When There’s a Behavior Problem in Your Child’s Class

As parents we have strong protective instincts.   We worry about whether our children will be safe from bullying, get enough of the teacher’s time, and enjoy going to school.  We wait nervously to find out if our children got the treasured teacher or the one that yells, and inspect the class list for *that* student, the one who might say something impulsive or need more of the teacher’s attention.  So what should we do when another child impulsively breaks our child’s favorite pencil, can’t stop kicking the back of her chair, or otherwise disrupts the teacher’s efforts to keep the peace?

Team up with the teacher to stop bullying behavior.

If the repeated behavior of a peer or group of peers is making your child feel intimidated, afraid, or excluded at school, he is experiencing bullying.  This should always be reported to the teacher and school counselor.   Examples include blocking your child from opening his locker or getting on the bus, leading a group of peers in excluding him on purpose, threatening to hurt him, etc.   When bullying happens, school staff can address the situation with all students involved and take direct action to prevent a recurrence.

Remember that behavior problems are an expected part of childhood.

Most classroom behavior issues are not bullying.   It’s natural for children to become annoyed or frustrated with one another during the school day.   They are all developing impulse control and social skills at different rates and testing out their abilities with their classmates.   Social and behavioral missteps are part of the process, and present great opportunities for our children to learn about empathy and self advocacy.

Lead by example.

We are our children’s primary role models, so our own empathy and self advocacy are important parts of our children’s learning experience.  When a child is acting out in your child’s class, ask yourself what it’s like to be the parent of that child.   Would you want the parents in the class talking to each other about your child rather than to you?   Focus on problem solving rather than gossiping, and include the challenging child and her parents in group social events as much as possible.  If you learned about the classroom behavior issue from someone other than your child, remember that it may not be bothering her.   Tell your child what you heard and ask “is that what happened?  How did you feel about it?”   Sometimes our children are more patient or accepting than we expect, and might feel fine about something that bothered us.

Teach your child to respond with empathy and advocate for himself.

Teach your child empathy by asking him “what do you think it’s like to be [NAME]?  What would you want your friends to do if you were him?”   Leading with empathy will help your child advocate for himself in ways that are more easily heard, and will pave the way for him to forgive himself for his own social mistakes too.   Your child may have already begun to advocate for himself by telling you about the problem he was having with this peer.   To advance his learning further, help him think about his own power in the situation.  Ask “do you think [other child] knows how you feel about this?  What could you say to her about it?”  When your child tries talking to the peer about it, he learns that his experience matters and the classmate learns that her behavior has an impact on others.

Ask if he needs your help.

If your child is feeling afraid to speak up when he’s having a problem at school, help him enlist the help of others by asking “do you need someone else’s help to solve this problem?  Who could you ask for help?  What could you say?”   Wrap up your conversation with “Do you need me to also tell the teacher about this?  What would you like me to tell her?”   You’ll be surprised how often your child says “no thanks.”

Team up with the teacher, again.

If you have concerns about an ongoing situation that isn’t getting better, model self advocacy by talking directly to the teacher about your concerns.  Remember to stay focused on the specific impact the situation is having on your child, as this is the problem the teacher will be looking to solve.   He/she has limited control over the development of another student but can sometimes make changes to mitigate the impact on others while the student is learning impulse control or social skills.

Robin Brannan

Robin Brannan is a Licensed Clinical Marriage and Family Therapist in Maryland, where she has been treating children, couples, parents, and families since 2001.

----

### Task instructions
What are all the section headings in the article on behavior problems in a child's class?

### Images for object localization
----

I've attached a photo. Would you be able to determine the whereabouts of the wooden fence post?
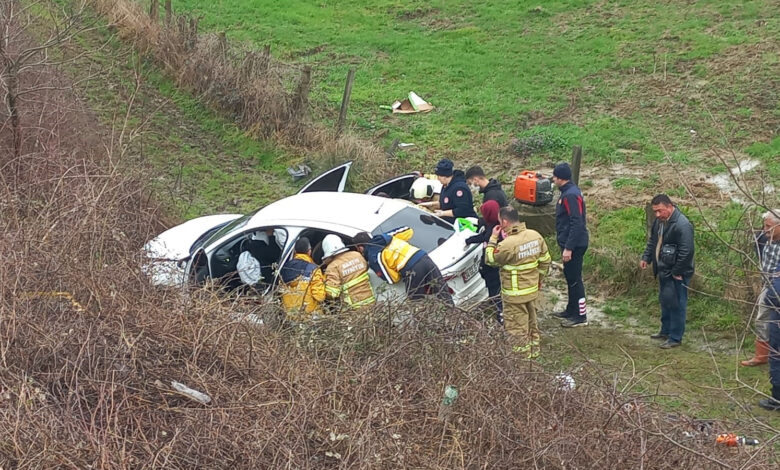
[292,65,311,121]
[336,67,355,136]
[149,0,160,23]
[165,0,173,26]
[571,145,582,186]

----

### Response to this exercise
- Team up with the teacher to stop bullying behavior.
- Remember that behavior problems are an expected part of childhood.
- Lead by example.
- Teach your child to respond with empathy and advocate for himself.
- Ask if he needs your help.
- Team up with the teacher, again.